** start of Available records **

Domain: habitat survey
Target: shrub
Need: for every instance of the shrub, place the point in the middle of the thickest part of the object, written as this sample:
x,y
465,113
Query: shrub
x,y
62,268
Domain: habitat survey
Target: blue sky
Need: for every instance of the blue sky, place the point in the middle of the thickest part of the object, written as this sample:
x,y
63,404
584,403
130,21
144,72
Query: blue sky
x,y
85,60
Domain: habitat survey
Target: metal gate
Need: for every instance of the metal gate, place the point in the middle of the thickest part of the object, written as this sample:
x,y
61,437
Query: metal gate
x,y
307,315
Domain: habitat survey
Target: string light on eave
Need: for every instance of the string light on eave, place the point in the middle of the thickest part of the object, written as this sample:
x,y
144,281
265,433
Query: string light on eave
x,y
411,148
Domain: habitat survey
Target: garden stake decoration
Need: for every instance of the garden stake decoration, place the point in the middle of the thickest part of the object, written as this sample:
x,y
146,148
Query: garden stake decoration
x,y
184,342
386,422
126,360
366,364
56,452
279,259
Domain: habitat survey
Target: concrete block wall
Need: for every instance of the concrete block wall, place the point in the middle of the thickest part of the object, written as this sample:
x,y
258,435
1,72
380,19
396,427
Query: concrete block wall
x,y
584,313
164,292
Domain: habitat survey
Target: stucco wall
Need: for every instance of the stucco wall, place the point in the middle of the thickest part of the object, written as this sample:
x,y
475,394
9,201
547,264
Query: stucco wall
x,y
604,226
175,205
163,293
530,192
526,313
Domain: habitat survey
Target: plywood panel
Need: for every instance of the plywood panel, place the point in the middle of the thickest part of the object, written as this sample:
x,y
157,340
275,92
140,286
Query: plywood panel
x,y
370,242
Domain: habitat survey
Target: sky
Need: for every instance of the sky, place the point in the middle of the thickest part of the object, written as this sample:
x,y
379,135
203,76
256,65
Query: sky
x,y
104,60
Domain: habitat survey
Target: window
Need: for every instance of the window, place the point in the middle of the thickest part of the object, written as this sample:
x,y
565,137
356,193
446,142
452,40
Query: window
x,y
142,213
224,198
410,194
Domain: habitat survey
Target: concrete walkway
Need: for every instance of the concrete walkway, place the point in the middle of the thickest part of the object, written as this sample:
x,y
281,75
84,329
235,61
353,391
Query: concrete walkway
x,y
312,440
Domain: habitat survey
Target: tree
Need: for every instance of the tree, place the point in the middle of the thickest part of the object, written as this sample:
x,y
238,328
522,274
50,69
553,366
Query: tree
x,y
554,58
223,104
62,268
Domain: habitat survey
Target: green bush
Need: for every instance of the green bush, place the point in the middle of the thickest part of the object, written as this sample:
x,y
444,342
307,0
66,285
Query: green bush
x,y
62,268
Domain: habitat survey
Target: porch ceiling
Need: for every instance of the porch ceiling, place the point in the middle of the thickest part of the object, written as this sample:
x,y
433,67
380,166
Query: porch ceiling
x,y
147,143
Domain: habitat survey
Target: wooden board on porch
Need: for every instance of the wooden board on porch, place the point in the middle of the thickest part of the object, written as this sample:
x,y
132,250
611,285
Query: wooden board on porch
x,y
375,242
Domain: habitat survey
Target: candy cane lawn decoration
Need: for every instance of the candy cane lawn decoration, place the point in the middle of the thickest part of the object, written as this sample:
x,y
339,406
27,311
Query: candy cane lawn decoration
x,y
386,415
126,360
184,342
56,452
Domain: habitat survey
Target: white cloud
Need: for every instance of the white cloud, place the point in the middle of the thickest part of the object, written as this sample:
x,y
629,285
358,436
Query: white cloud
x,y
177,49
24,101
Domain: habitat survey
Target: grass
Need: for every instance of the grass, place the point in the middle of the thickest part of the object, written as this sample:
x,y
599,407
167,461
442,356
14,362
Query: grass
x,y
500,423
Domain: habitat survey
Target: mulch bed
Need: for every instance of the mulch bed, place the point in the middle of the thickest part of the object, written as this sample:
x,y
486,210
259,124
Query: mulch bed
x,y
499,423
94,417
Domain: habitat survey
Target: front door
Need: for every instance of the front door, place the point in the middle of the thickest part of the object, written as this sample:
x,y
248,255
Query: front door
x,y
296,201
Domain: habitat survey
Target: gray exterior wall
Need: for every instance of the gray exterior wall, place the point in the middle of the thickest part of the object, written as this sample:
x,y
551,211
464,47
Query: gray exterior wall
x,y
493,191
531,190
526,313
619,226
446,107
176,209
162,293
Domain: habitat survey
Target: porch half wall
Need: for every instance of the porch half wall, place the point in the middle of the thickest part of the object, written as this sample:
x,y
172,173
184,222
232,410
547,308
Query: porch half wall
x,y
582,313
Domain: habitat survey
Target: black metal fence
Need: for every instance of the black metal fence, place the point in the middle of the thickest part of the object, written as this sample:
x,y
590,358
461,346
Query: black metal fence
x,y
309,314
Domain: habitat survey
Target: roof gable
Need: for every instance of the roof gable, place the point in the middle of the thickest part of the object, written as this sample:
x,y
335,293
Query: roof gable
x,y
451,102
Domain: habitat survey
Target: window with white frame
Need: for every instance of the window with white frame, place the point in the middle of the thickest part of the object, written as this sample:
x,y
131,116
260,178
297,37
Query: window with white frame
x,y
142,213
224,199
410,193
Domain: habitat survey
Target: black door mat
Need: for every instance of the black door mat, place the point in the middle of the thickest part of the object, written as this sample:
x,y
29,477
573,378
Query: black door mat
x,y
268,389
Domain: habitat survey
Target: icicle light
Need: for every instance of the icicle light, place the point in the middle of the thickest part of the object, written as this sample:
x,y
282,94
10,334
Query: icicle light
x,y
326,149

** end of Available records **

Reproduce all of the entries word for word.

Correct response -
Domain: habitat survey
Target: shrub
Need: for every instance of the shrub, place the point in the middle of the thickest part of the object, written as this sample:
x,y
465,113
Query: shrub
x,y
62,268
Domain: habitat survey
Target: blue sky
Need: for every instance of the blue sky, place the point in the middle of the thickest part of the object, written as this sample:
x,y
63,404
584,403
130,21
144,72
Query: blue sky
x,y
85,60
Domain: habitat survey
Target: metal gate
Need: for every instance of the metal gate, place the point in the middle of the thickest part of the object, written as this sample:
x,y
61,437
Query: metal gate
x,y
307,315
Domain: habitat survey
Target: string light on eave
Need: for every instance of the string light on eave, place the point in the middle of the thickest part of the object, written as this sample:
x,y
144,281
265,433
Query: string light on eave
x,y
411,148
Domain: habitat survey
Target: garden stake decoration
Need: for every instance of the garden stake decoration, place the point in the middle of the thickest part of the object, written as this sample:
x,y
146,148
Query: garden stake decoration
x,y
184,342
386,422
126,360
366,364
56,452
279,259
Domain: habitat survey
Target: concrete block wall
Need: for every instance of the concrete block wall, place the point in the middle of the thickest part of the object, written as this sample:
x,y
258,435
1,72
380,19
396,427
Query: concrete block wall
x,y
584,313
164,292
Domain: habitat survey
Target: stucco wall
Need: for every instance of the stucco wall, place the point in the middle of the thickest part of the object, written as this sample:
x,y
475,394
9,201
547,264
Query: stucco wall
x,y
604,226
175,205
163,293
530,192
526,313
Domain: habitat survey
Target: plywood panel
Need: for every instance of the plywood panel, place the point in the middle of the thickest part of the object, written as this sample:
x,y
157,340
275,92
140,286
Query: plywood panel
x,y
370,242
Domain: habitat survey
Target: sky
Need: for every instance of the sky, place the point in the middle of the thickest part of the object, written as this sample:
x,y
379,135
203,76
256,65
Query: sky
x,y
104,60
Domain: habitat survey
Target: window
Need: for every instance of the window, place the point in the middle of the thickest part of the object, written as this sample:
x,y
565,137
356,193
446,142
452,40
Query: window
x,y
142,213
224,198
410,194
Domain: habitat survey
Target: concrete walkway
Need: for every instance of the concrete walkway, place the point in the middle of the thickest part of the object, written as this sample:
x,y
281,75
84,329
235,61
353,391
Query: concrete walkway
x,y
312,440
Domain: habitat survey
Target: tree
Need: for every instance of the tree, place the point in the middle of the thickest part of the object, written as this sample:
x,y
238,328
522,274
50,69
553,366
Query: tree
x,y
554,58
223,104
62,268
Domain: habitat survey
Target: green bush
Need: for every instance of the green bush, place the point in the middle of the thickest part of the object, written as this sample:
x,y
444,342
307,0
66,285
Query: green bush
x,y
62,268
Domain: habitat survey
Target: porch ceiling
Need: for every instance of the porch ceiling, place the point in the middle of the thickest part of the object, written as this sample:
x,y
433,67
380,166
Query: porch ceiling
x,y
147,143
Domain: habitat survey
Target: wooden board on porch
Need: for every instance of the wooden board on porch, place the point in the middle of the thickest part of the object, written as this sample:
x,y
132,250
611,285
Query: wooden board on porch
x,y
375,242
Domain: habitat survey
Target: candy cane lawn decoration
Need: for every instance of the candy cane lawn decoration, place the point in the middle of the thickest part of the object, written as this sample:
x,y
339,406
27,311
Query: candy cane lawn decoration
x,y
386,415
126,360
184,342
56,452
Domain: habitat survey
Target: white cloud
Need: for every instance of the white cloud, place the point in the middle of the thickest part of the object, written as this sample:
x,y
629,285
358,436
Query: white cloud
x,y
177,49
24,101
Domain: habitat survey
Target: grass
Need: for every instance of the grass, place the point in the middle of the thickest part of the object, written as this sample:
x,y
599,407
167,461
442,356
14,362
Query: grass
x,y
500,423
Domain: habitat survey
Target: mulch bed
Need: for every instance of the mulch bed, place the point in the middle of the thickest part of the object, written as this sample:
x,y
486,210
259,124
Query: mulch bed
x,y
499,423
94,417
Domain: habitat survey
Target: front door
Need: for every instance of the front door, place the point in the middle of the thickest part of the object, written as this sample:
x,y
248,255
Query: front door
x,y
296,201
Domain: habitat survey
Target: gray exterior wall
Need: for every instance of the gray exterior wall, place the point in the middle of the thickest part of the object, written as this sample:
x,y
551,211
464,47
Query: gray exterior wall
x,y
493,191
531,190
526,313
619,226
446,107
176,209
162,293
Domain: habitat survey
Target: porch half wall
Need: for every instance of the porch half wall, place the point in the middle of the thickest part of the object, written as this sample:
x,y
172,173
184,222
232,410
547,308
Query: porch half wall
x,y
582,313
Domain: habitat survey
Target: black metal fence
Need: for every instance of the black metal fence, place the point in the middle of the thickest part of the object, written as this sample:
x,y
590,358
461,346
Query: black metal fence
x,y
309,314
Domain: habitat survey
Target: roof gable
Need: for every instance of the roof gable, place the point in the middle of the thickest part of the object, written as this sample:
x,y
335,293
Query: roof gable
x,y
451,102
Domain: habitat survey
Target: window with white frame
Need: for every instance of the window with white frame, place the point in the middle of the thickest part of the object, written as this sample:
x,y
131,116
260,178
297,37
Query: window with white frame
x,y
142,213
224,199
410,193
Domain: habitat survey
Target: black door mat
Need: for every instance of the black door mat, place the point in the middle of the thickest part of the object, written as this sample:
x,y
29,477
573,378
Query: black door mat
x,y
268,389
Domain: habitat survey
Target: icicle light
Need: for every instance of the icicle light, place the point in the middle of the thickest part of the object, written as this sample:
x,y
282,94
10,334
Query: icicle light
x,y
326,149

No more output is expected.